**What is expected**
Return the records that follow unaltered. Omit every picture.
— START OF Input rows —
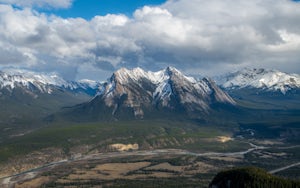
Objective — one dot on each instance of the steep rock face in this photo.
(166, 90)
(268, 80)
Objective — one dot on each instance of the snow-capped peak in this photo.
(271, 80)
(167, 88)
(11, 78)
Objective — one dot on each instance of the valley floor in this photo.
(155, 168)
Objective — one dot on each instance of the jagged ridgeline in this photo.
(139, 94)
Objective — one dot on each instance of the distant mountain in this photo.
(137, 93)
(267, 80)
(43, 83)
(262, 89)
(26, 97)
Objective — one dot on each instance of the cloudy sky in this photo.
(92, 38)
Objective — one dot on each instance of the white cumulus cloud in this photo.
(40, 3)
(197, 36)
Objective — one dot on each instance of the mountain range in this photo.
(137, 93)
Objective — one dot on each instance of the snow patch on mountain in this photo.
(271, 80)
(11, 78)
(166, 88)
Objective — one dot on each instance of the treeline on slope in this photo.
(250, 177)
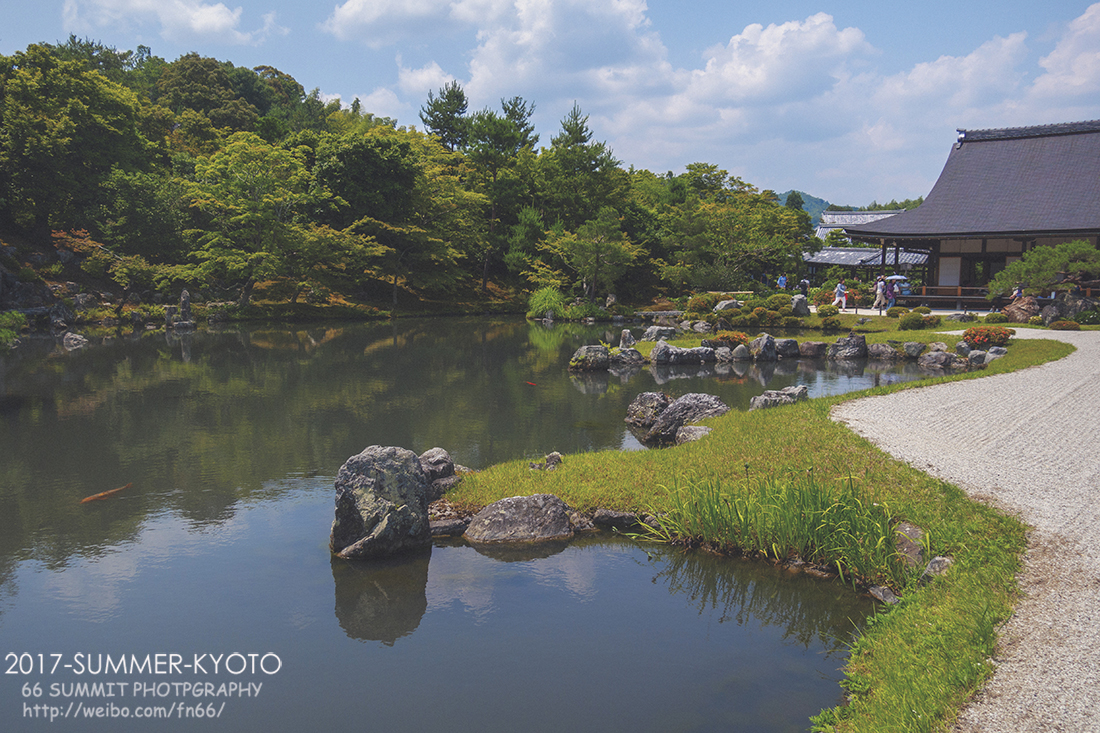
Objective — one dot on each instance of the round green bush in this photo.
— END OF Input rows —
**Completed exercise**
Objective — one dot on each instance of the steep rock face in this photo.
(166, 90)
(268, 80)
Objective — one dot on each instance of the snow-capped peak in this photo.
(271, 80)
(167, 88)
(11, 78)
Objective — one dot on each instance of the valley floor in this photo.
(155, 168)
Objective — one dot on each instance of the jagged ridgeline in this photo.
(139, 94)
Objective — one dot on each instance of the distant mountain in this photo.
(137, 93)
(267, 80)
(43, 83)
(262, 89)
(26, 97)
Objective — one dot on each instance of the cloudy sky in this photo.
(92, 38)
Objective — one dot on each instance of the white cumulus cloud in this photo.
(40, 3)
(197, 36)
Objective — one dot on each instance of the mountain range in this photo.
(137, 93)
Objective — one dot on each instance of the snow patch on mountain in this photo.
(271, 80)
(11, 78)
(166, 88)
Objective — one dot on each instance of the treeline on slope in this photo.
(250, 177)
Objective — one dot on each instance of the round green bush in this photo.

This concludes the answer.